_SHORT EXERCISE_
Find every line in the data below that contains the word "frame", and copy each of those lines.

_SUPPLIED ENTRIES_

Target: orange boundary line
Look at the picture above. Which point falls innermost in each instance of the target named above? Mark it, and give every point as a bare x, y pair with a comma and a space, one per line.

--

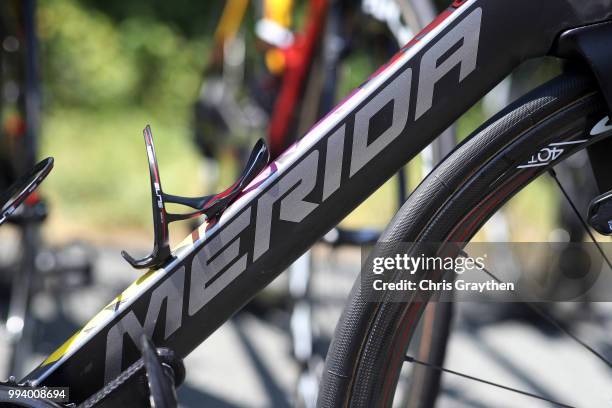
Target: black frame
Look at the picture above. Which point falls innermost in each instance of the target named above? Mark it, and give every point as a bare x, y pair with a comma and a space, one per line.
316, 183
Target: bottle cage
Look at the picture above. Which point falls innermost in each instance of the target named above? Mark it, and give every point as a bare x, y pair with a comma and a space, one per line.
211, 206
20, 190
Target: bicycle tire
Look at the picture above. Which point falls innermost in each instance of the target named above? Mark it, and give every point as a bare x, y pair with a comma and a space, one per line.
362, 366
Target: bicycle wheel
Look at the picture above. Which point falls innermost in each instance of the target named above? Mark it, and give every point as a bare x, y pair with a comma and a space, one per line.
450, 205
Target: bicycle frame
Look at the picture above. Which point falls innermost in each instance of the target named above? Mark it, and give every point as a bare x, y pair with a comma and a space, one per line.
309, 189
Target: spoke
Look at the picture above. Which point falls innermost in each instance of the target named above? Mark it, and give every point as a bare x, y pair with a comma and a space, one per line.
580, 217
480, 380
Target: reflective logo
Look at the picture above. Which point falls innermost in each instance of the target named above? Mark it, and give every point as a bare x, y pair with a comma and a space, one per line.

_ANSWER TO THE EXERCISE_
Target: black frame
Target: bicycle frame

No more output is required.